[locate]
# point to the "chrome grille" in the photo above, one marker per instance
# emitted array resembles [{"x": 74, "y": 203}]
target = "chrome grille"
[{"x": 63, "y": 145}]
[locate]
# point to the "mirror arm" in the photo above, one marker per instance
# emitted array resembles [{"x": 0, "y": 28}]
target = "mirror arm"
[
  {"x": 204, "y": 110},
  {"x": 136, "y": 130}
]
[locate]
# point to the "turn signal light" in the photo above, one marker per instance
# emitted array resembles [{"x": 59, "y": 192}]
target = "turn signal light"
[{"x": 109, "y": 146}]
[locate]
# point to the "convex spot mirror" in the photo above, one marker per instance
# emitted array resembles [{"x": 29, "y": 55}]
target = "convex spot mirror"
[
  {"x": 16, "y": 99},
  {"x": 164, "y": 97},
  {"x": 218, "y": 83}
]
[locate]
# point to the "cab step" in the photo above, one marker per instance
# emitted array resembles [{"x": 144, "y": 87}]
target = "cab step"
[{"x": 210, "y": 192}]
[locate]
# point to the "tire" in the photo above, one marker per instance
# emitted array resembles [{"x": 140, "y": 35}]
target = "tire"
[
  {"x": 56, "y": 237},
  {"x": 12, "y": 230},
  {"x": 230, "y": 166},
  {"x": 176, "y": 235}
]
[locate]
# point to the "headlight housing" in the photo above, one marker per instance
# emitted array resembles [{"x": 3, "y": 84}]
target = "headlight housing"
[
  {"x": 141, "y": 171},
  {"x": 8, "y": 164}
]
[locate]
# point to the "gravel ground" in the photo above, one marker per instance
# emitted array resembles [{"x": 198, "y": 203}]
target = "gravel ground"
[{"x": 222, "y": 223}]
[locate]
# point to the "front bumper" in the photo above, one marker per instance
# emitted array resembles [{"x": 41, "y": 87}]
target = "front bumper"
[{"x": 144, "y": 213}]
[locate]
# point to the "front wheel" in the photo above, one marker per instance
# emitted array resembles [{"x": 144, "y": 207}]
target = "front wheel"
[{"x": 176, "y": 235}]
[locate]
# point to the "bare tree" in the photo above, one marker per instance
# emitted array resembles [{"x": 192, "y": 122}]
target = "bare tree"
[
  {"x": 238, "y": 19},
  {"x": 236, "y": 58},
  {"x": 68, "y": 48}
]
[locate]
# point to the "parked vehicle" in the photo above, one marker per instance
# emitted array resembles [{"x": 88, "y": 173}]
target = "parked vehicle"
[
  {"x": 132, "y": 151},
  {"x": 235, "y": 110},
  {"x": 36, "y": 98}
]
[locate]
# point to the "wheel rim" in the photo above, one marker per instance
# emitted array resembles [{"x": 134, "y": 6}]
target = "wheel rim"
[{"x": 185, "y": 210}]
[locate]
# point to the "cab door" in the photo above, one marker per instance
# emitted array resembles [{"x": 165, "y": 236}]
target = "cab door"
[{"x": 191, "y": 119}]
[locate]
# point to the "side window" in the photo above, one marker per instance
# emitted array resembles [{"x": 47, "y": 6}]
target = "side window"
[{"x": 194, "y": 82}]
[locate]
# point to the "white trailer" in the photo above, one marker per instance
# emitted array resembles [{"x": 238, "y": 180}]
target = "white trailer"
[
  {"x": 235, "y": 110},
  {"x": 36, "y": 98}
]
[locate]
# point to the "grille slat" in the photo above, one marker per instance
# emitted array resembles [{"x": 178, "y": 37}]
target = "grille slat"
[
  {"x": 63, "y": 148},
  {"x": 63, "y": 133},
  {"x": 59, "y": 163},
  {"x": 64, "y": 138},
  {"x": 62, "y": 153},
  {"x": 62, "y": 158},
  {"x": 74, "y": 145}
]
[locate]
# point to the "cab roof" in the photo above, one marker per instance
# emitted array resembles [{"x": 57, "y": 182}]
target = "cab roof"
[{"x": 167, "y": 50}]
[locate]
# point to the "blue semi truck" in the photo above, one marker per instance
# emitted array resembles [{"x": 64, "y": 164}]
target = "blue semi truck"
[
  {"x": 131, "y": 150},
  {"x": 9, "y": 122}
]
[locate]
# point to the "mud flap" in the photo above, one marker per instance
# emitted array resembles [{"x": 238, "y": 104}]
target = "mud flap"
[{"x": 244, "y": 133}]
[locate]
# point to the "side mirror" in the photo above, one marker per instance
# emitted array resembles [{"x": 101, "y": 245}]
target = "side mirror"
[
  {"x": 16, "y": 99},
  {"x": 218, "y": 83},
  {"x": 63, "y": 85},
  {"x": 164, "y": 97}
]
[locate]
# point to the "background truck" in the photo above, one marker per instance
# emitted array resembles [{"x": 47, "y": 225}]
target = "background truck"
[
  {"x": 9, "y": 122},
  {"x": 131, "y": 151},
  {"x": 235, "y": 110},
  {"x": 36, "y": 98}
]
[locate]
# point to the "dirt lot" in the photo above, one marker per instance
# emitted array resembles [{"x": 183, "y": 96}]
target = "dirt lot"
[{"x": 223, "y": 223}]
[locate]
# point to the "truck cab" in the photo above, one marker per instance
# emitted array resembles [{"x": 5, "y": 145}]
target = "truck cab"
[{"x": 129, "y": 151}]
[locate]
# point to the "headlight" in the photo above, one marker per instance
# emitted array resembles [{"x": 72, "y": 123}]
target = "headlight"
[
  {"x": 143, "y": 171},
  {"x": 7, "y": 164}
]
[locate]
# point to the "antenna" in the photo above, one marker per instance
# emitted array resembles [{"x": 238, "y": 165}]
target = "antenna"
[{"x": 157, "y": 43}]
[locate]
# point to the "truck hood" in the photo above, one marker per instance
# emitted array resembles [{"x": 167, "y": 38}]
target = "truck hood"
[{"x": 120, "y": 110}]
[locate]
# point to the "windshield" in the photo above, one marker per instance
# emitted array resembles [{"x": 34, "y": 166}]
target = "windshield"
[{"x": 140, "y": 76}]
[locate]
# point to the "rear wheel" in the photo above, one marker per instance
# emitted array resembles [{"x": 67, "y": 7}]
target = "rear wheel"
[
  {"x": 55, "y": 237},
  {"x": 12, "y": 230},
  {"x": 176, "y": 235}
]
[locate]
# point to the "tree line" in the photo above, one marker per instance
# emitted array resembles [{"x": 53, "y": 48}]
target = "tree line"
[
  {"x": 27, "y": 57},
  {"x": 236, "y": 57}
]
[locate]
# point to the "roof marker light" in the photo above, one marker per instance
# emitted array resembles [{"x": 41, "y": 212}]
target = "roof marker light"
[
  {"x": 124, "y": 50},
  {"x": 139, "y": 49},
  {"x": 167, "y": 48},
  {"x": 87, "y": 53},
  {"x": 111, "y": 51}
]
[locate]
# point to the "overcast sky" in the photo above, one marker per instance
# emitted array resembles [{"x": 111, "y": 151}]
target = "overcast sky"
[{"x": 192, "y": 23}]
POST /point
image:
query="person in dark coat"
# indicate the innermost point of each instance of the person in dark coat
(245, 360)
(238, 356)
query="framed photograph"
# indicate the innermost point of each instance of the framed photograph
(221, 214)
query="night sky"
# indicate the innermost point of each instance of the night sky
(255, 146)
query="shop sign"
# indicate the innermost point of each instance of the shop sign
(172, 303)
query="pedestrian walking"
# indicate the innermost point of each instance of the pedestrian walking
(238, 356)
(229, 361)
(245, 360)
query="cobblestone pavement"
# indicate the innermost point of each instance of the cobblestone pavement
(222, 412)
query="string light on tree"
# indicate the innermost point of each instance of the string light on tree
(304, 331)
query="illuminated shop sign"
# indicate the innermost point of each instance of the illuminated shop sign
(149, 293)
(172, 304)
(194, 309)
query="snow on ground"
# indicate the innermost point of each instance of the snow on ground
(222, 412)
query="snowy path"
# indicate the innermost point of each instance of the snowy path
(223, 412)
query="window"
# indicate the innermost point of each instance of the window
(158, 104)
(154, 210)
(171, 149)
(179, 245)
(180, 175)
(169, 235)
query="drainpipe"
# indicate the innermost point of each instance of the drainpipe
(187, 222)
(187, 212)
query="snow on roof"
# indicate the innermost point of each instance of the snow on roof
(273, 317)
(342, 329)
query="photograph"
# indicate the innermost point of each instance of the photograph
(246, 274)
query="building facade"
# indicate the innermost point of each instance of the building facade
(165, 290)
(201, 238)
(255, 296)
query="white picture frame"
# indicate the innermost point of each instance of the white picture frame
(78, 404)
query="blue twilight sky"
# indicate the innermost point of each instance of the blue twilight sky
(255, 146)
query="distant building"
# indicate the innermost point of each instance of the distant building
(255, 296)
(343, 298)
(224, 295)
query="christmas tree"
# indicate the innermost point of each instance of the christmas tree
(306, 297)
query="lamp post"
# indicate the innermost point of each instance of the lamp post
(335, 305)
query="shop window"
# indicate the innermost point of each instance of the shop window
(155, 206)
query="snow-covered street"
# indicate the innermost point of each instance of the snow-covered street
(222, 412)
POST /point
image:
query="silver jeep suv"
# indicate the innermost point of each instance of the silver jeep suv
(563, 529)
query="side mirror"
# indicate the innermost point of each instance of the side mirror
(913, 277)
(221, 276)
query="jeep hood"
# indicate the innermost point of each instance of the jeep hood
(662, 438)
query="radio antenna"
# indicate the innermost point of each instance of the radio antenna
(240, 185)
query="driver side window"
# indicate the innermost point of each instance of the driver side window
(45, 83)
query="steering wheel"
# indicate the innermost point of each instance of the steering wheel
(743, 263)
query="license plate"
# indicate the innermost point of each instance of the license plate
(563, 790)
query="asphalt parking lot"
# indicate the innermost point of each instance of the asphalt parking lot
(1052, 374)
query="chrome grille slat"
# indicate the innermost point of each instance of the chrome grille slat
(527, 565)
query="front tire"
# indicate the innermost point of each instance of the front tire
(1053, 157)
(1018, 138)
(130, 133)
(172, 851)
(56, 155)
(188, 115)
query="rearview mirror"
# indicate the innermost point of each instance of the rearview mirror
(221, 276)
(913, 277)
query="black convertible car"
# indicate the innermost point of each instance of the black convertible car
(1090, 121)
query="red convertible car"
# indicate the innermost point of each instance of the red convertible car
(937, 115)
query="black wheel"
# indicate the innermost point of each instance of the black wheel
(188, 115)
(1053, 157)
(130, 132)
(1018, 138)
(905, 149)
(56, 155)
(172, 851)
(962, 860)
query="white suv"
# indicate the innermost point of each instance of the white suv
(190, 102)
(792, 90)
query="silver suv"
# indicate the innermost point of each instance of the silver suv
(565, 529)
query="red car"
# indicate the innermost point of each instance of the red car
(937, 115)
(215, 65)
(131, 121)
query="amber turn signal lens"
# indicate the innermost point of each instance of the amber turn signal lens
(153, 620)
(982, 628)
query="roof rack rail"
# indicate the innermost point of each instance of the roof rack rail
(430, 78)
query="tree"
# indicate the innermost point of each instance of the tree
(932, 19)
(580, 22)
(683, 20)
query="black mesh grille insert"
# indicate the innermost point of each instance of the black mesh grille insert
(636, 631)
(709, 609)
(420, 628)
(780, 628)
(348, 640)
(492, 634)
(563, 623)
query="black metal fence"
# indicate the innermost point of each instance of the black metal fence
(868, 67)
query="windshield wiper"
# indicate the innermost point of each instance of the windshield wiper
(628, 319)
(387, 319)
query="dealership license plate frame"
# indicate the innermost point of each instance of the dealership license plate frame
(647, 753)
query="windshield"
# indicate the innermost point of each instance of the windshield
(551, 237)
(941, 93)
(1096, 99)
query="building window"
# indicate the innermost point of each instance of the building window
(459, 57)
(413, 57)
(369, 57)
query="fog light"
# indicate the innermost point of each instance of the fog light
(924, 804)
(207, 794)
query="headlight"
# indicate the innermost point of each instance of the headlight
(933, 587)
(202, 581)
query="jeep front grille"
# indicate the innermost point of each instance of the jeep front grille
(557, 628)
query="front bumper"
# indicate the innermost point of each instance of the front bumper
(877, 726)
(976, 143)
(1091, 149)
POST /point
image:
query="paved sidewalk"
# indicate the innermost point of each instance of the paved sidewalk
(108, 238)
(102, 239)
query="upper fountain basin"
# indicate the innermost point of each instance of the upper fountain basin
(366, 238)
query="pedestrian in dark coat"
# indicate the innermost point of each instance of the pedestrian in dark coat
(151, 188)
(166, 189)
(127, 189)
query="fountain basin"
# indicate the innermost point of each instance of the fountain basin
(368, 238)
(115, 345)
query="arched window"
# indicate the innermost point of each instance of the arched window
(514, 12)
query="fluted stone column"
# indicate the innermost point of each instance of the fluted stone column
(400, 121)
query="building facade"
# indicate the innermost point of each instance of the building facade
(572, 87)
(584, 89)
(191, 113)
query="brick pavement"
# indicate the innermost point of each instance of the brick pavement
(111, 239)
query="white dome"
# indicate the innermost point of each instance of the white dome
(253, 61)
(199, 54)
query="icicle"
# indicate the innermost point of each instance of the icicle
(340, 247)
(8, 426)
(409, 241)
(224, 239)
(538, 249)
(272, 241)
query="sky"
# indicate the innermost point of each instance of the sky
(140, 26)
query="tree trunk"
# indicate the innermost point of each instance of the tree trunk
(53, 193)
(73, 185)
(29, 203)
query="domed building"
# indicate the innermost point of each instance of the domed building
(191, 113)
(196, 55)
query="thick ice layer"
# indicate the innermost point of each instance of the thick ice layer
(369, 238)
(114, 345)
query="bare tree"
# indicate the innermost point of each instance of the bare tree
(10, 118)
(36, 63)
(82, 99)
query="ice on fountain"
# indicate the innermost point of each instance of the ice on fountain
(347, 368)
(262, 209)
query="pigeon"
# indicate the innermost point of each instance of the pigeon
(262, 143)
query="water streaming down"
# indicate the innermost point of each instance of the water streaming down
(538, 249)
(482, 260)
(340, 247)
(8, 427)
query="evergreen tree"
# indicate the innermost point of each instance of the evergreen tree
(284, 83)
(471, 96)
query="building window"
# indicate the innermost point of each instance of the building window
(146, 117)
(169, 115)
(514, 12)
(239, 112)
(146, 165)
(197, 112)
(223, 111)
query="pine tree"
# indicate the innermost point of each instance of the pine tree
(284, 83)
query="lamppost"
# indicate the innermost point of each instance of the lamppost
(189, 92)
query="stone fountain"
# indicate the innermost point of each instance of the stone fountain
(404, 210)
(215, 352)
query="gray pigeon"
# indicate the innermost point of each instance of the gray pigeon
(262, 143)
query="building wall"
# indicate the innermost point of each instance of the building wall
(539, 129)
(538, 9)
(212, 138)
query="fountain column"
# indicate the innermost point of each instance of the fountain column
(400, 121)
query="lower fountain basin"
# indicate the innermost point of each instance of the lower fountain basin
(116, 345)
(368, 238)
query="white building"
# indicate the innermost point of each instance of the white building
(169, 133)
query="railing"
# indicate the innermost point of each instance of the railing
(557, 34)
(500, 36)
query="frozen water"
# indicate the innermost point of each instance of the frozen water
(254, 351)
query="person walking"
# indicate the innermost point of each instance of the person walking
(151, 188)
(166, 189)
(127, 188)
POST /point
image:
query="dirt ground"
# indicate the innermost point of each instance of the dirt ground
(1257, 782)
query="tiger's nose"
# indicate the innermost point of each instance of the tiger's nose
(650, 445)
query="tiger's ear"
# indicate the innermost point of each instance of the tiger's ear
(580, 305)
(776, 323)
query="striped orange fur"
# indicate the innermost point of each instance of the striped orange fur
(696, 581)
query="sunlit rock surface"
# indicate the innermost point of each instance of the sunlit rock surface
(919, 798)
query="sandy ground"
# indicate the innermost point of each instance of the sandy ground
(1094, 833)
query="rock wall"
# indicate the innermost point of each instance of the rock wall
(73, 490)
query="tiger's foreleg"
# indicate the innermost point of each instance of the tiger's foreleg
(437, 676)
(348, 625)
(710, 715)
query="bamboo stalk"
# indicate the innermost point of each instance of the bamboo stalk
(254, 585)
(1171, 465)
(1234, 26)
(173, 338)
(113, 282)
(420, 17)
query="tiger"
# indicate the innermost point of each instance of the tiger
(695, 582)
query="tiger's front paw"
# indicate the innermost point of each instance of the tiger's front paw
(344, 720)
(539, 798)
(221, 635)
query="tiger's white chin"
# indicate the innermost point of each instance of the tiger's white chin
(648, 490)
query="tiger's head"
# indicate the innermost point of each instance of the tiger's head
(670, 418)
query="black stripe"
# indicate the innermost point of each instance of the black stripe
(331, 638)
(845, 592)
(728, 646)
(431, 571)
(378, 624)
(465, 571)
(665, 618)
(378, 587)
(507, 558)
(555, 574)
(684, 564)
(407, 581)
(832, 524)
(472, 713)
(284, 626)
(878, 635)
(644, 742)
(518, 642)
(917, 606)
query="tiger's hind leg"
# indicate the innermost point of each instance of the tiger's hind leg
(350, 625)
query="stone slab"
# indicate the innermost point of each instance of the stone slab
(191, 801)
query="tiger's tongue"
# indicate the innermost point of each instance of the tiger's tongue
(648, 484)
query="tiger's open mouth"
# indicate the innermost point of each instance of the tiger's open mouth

Objective:
Return each line of the entries above that contains the string "person". Matches must have the same case.

Full solution:
query="person in dark coat"
# indicate the innermost point of each instance of the person in dark coat
query="person walking"
# indicate the innermost point of each instance of the person walking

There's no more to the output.